- [YOUR GOAL]:
From the records below, extract every line that contains the word "glass" and copy each one.

── INPUT ROWS ──

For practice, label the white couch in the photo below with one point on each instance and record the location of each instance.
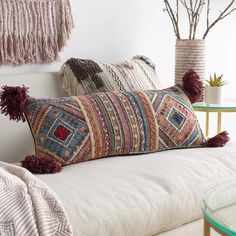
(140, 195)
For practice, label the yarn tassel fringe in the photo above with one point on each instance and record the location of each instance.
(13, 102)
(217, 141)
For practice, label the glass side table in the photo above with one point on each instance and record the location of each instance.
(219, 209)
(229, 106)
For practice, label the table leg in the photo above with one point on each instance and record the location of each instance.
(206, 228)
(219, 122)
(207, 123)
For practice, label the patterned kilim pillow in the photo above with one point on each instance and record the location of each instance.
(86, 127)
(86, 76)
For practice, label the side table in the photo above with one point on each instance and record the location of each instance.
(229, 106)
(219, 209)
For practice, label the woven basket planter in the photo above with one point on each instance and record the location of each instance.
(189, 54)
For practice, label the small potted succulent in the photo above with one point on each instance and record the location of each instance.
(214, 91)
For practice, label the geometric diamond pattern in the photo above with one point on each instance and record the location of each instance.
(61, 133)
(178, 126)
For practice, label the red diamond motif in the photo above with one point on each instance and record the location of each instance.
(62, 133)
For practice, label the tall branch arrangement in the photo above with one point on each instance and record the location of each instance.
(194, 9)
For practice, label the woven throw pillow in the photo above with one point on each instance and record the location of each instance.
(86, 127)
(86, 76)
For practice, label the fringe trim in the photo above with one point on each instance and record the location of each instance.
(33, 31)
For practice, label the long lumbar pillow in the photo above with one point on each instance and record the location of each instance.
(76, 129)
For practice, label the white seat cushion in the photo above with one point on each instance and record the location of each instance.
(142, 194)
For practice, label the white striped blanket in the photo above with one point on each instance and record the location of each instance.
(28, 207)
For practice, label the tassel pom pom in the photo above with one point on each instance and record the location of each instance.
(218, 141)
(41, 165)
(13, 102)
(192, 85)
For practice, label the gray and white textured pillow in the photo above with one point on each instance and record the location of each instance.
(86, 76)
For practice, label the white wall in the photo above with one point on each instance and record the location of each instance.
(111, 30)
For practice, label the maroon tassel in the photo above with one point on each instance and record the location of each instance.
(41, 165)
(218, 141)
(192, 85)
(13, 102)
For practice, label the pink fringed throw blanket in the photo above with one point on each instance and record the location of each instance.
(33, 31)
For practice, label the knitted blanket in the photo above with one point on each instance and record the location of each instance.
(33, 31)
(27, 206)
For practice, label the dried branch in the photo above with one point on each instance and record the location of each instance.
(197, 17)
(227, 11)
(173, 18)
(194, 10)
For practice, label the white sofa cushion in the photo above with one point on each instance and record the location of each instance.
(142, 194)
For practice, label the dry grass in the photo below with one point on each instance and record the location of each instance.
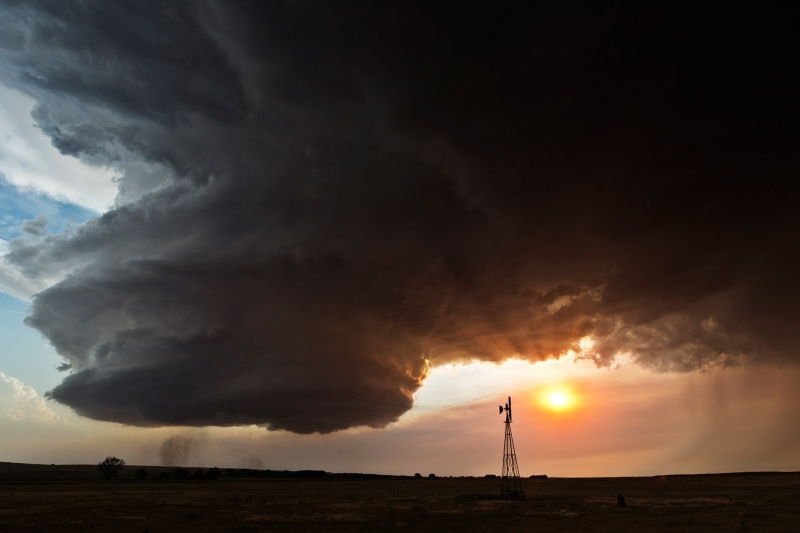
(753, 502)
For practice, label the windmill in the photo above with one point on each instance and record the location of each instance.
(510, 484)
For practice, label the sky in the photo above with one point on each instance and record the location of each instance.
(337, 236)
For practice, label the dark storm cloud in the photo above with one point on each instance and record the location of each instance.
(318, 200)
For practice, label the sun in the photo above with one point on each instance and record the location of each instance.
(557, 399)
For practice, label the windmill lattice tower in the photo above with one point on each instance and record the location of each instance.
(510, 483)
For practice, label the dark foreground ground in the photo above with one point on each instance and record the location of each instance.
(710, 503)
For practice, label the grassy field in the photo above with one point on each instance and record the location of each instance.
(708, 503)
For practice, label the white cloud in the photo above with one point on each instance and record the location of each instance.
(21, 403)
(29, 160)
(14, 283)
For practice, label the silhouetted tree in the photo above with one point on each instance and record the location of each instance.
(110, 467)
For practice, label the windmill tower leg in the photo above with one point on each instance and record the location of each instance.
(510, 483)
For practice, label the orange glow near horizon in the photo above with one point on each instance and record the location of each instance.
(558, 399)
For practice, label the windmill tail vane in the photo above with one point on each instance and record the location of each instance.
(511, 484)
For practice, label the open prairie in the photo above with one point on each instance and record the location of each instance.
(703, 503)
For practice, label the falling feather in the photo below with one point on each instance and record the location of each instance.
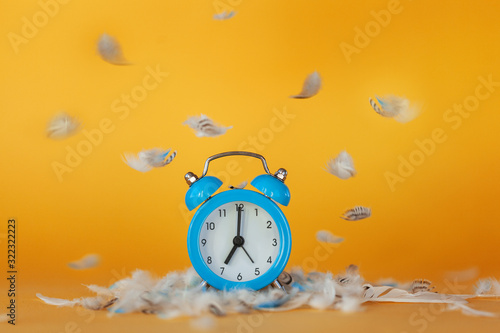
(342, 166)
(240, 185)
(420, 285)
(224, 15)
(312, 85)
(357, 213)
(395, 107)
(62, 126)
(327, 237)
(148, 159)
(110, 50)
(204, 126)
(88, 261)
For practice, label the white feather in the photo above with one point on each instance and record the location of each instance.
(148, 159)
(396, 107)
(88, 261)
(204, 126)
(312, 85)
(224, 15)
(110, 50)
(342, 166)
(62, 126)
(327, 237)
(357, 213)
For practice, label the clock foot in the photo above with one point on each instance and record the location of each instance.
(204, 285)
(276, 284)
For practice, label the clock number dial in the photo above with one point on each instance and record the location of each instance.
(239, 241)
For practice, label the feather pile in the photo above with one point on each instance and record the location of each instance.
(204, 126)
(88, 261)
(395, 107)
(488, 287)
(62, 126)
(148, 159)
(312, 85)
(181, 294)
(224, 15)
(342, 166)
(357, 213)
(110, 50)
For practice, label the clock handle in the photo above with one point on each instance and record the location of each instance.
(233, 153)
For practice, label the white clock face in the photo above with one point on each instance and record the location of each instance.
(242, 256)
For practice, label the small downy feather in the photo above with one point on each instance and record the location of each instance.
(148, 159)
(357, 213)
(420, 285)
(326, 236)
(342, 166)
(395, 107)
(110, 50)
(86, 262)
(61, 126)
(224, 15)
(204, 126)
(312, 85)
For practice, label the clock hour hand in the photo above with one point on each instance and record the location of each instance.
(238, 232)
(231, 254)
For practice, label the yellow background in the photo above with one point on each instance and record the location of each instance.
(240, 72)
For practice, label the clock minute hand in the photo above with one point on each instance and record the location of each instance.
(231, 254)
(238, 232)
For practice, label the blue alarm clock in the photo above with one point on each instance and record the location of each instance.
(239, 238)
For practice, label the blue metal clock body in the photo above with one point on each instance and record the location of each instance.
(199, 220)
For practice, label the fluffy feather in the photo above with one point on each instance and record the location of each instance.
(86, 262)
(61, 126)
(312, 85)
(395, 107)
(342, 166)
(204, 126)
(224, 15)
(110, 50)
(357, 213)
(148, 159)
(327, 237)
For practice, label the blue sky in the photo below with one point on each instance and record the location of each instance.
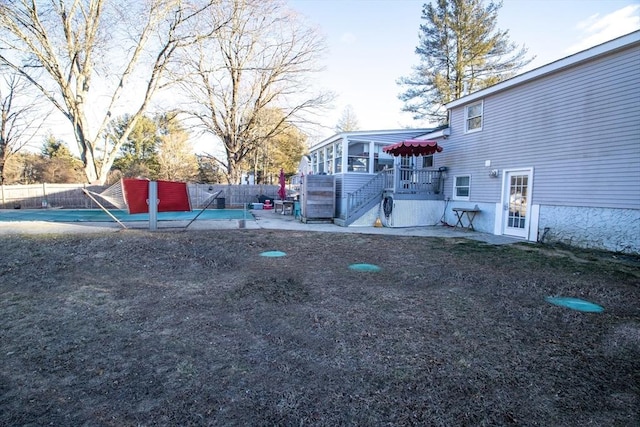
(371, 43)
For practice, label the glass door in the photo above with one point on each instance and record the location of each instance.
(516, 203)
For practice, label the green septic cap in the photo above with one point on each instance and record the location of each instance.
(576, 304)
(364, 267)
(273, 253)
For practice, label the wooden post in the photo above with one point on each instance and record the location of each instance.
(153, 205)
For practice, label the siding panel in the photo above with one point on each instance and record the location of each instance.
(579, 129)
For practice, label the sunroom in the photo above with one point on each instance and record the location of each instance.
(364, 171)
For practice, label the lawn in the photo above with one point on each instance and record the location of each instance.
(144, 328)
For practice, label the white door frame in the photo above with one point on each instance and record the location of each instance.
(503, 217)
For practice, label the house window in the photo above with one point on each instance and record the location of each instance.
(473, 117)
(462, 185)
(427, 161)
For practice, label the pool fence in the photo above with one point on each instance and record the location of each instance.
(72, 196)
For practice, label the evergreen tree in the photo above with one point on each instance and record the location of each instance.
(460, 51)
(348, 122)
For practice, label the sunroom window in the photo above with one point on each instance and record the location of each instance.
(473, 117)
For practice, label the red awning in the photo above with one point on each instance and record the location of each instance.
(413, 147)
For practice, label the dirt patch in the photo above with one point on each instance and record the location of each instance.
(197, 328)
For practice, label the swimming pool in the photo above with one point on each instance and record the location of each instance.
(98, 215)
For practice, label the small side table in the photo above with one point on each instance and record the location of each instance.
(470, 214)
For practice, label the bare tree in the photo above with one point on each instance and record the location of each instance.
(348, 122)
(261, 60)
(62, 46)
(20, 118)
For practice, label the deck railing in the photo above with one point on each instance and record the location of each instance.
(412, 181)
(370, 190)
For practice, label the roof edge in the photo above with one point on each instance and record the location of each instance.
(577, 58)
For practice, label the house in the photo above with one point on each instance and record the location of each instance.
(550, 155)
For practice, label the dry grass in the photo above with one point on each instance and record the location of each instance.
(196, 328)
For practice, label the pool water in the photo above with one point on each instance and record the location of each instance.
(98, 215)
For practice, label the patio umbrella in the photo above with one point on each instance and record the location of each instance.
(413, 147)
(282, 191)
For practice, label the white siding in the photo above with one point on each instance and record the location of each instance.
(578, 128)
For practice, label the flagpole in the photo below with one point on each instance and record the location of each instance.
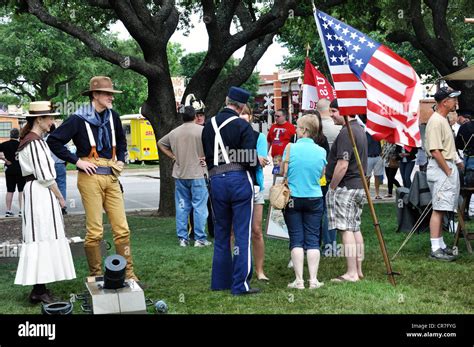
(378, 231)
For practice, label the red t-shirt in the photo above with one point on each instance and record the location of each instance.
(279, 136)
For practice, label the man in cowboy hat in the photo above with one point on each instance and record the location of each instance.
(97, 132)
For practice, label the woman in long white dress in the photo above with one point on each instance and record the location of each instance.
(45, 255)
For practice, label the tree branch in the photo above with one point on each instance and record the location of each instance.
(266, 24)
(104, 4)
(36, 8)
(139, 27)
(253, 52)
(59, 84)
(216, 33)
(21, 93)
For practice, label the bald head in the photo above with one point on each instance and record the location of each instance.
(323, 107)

───
── INPUT ROWS ──

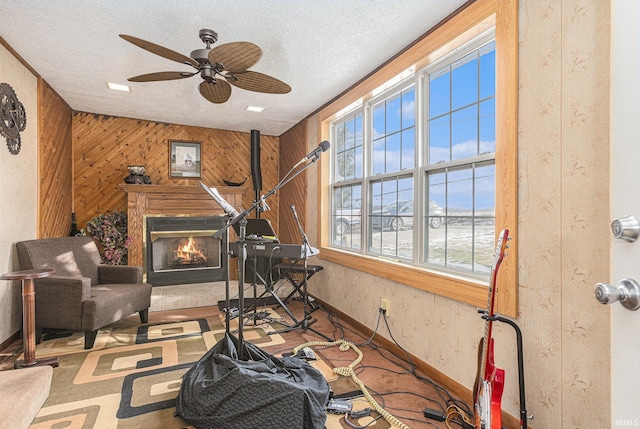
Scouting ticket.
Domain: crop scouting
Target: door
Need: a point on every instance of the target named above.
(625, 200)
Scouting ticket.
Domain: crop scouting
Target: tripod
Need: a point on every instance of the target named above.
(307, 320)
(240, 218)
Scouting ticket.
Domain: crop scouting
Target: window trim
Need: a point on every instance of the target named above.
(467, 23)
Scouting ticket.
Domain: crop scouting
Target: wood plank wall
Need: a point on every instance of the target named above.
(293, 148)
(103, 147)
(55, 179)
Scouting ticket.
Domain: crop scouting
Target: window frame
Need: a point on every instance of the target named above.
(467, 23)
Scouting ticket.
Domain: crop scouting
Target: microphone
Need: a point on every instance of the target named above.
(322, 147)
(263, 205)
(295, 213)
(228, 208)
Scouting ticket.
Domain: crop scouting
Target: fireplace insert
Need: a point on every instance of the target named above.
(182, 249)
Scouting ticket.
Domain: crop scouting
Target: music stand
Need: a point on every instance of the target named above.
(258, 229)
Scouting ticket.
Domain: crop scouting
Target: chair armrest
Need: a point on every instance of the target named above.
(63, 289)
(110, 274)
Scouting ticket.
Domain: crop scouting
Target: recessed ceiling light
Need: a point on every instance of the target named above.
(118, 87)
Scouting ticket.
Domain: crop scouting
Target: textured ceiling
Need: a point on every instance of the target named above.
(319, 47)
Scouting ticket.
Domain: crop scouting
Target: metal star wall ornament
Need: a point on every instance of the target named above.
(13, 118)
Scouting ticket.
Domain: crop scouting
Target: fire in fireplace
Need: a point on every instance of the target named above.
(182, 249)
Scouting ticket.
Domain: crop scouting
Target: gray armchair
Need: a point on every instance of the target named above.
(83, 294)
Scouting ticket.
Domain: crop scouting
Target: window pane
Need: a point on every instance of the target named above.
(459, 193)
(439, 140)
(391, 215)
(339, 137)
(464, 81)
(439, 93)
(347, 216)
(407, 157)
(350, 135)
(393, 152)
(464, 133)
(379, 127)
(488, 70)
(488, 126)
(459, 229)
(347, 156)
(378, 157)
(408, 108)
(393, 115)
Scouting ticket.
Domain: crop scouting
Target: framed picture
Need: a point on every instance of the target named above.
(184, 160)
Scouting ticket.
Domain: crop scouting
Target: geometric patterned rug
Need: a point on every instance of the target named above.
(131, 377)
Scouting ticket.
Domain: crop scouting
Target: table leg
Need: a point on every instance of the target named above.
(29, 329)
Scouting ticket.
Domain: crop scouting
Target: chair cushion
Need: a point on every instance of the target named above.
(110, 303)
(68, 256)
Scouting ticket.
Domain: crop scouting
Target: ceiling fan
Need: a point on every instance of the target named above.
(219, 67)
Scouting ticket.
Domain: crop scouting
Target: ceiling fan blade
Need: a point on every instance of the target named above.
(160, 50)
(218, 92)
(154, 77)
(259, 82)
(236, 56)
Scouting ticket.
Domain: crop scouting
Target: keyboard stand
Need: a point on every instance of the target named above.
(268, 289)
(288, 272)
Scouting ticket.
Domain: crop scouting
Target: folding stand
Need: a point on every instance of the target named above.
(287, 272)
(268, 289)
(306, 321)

───
── INPUT ROWS ──

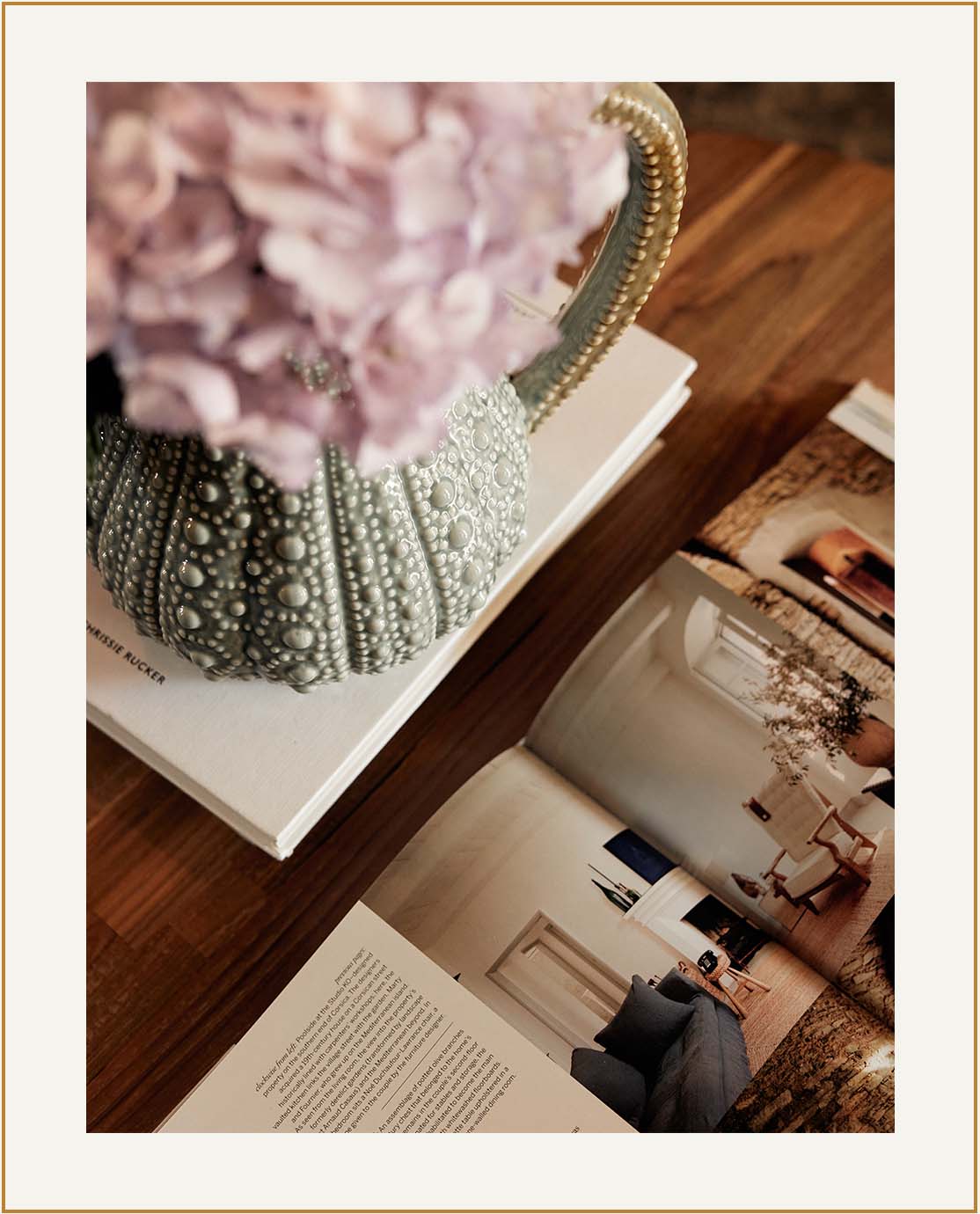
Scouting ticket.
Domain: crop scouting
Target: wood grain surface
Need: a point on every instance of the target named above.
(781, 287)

───

- [TASK ANSWER]:
For practice, label the glass side table in the photo above with one point on each instance and record the location of each instance.
For practice, label the glass door in the photo above with one point on each instance and record the location of each instance.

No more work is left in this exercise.